● **Aim**
Give every line of the records below as a JSON list of strings, one string per line, leaving out any blank lines.

● **Material to process**

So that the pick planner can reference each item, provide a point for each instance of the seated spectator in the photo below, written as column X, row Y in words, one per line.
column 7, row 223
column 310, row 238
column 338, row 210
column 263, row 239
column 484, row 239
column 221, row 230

● **Task response**
[
  "So that the pick planner can reference each item, provide a point for each instance of the seated spectator in the photo below, written as column X, row Y in words, one per line.",
  "column 7, row 223",
  "column 310, row 238",
  "column 338, row 210",
  "column 263, row 239",
  "column 484, row 239",
  "column 221, row 230"
]